Aim 1: In the blog post on Hersey's Hiroshima, how many copies of the book had been sold by 1995?
Aim 2: Report every line of the listing that contains the string "orange", where case counts.

Provided passage:
Sunday, November 28, 2010

Hersey's Hiroshima




Our latest journalism assignment was to read Hiroshima, John Hersey’s classic piece still read in high schools around the world, more than 64 years after it was written.

The piece was first published in the Aug. 31, 1946 issue of New Yorker. It was the first and last piece to take up the whole issue of the New Yorker. The piece was extremely well-received. According to the article “Hersey and History”, published in the July 31, 1995 issue of the New Yorker, the magazine sold out within hours and newspapers everywhere published sections of the book in their editorials. ABC even had the piece read aloud over national radio across four successive evenings.

The article was quickly made into a book, as requests for reprints poured into the magazine. The Book of the Month Club sent free copies of the book to its members. By 1995, more than 3.5 million copies had been sold. It’s still on bookstore shelves today - the latest issue was reprinted in 1989 in North America.

The book was criticized by some. It was released as the Cold War was heating up, and some felt because it was so sympathetic to the victims, it was inherently critical of the possible use of nuclear weapons against the Soviet Union. Other criticized its dry, journalistic style.

I remember reading the book when I was in school, but I don’t remember much of it, nor do I remember my reaction to reading it the first time.

But this time, I was very engrossed in the book. It impacted me emotionally and made the devastation of the atomic bombings in the Second World War seem more than just history. It humanized these important historical events, grounding me and making me realize how lucky I am and how unlucky others have been.

Listed records:
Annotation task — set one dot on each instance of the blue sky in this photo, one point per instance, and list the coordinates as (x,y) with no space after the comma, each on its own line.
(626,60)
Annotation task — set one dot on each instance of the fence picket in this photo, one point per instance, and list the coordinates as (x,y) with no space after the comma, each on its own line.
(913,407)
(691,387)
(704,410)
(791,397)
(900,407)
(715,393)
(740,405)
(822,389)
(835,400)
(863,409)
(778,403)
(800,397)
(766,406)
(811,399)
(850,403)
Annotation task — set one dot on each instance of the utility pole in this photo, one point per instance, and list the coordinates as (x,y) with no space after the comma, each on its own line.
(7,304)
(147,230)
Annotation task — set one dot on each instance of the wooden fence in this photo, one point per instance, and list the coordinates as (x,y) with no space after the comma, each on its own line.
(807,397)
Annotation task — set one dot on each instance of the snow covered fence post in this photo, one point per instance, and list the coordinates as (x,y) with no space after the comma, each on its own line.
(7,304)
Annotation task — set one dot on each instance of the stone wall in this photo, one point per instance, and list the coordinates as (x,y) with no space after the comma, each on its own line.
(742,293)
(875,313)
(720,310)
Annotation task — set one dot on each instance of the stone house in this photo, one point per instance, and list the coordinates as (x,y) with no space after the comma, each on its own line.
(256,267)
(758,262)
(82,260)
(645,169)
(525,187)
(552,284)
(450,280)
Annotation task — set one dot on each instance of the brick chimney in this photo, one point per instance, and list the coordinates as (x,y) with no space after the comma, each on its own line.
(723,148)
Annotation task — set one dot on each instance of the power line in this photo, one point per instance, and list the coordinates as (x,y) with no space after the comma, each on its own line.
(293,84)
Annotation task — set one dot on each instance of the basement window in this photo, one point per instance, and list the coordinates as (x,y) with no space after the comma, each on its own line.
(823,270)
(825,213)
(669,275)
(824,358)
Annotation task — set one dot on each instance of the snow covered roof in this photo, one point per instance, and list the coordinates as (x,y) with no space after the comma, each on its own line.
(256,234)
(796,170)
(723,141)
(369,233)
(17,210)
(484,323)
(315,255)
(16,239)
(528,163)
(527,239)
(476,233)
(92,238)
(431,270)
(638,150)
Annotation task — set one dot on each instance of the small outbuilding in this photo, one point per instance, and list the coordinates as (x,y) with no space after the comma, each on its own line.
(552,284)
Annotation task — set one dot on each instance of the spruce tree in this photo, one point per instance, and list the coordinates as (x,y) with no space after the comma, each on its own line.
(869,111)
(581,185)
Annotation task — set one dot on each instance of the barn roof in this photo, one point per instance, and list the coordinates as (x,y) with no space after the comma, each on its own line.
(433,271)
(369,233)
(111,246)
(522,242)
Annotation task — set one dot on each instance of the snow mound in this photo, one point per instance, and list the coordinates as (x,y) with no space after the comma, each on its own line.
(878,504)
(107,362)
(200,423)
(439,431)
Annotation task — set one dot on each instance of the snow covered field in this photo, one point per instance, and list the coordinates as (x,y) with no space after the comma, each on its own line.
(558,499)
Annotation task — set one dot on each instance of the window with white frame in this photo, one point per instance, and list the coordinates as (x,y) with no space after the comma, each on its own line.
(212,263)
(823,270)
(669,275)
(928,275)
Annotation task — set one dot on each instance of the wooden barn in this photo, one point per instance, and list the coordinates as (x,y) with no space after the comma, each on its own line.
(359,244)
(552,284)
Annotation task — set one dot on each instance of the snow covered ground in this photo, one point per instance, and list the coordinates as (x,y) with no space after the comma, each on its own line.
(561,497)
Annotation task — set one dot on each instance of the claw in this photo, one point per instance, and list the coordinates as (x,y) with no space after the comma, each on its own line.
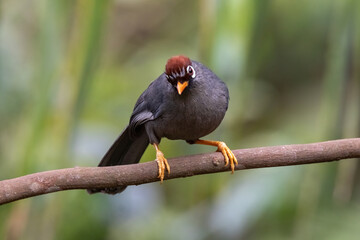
(225,150)
(162,164)
(228,155)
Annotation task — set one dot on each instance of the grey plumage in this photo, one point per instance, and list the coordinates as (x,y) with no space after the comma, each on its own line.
(161,112)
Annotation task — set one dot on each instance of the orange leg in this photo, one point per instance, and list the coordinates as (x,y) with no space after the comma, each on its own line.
(162,163)
(225,150)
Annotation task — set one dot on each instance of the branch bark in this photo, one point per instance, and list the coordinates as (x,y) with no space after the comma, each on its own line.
(135,174)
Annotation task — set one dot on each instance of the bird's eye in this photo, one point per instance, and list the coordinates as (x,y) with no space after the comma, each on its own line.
(191,71)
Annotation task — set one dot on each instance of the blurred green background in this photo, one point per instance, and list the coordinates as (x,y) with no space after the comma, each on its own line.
(71,72)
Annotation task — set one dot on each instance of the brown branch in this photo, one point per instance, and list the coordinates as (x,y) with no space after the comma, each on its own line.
(135,174)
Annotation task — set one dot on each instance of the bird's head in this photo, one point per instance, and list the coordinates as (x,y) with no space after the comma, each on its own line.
(179,72)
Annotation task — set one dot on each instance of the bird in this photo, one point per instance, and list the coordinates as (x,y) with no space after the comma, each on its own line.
(186,102)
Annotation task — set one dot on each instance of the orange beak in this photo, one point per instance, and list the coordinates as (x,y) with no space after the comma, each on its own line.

Written answer 1: More than 3.5 million copies.

Written answer 2:
Annotation task — set one dot on each instance of the orange leg in this photo, one point per instance, and list the coordinates as (x,y) with no space after the comma, each on its own line.
Annotation task — set one dot on each instance of the orange beak in this photo, one point per instance, and list the coordinates as (x,y) with no space after the comma, each on its own line.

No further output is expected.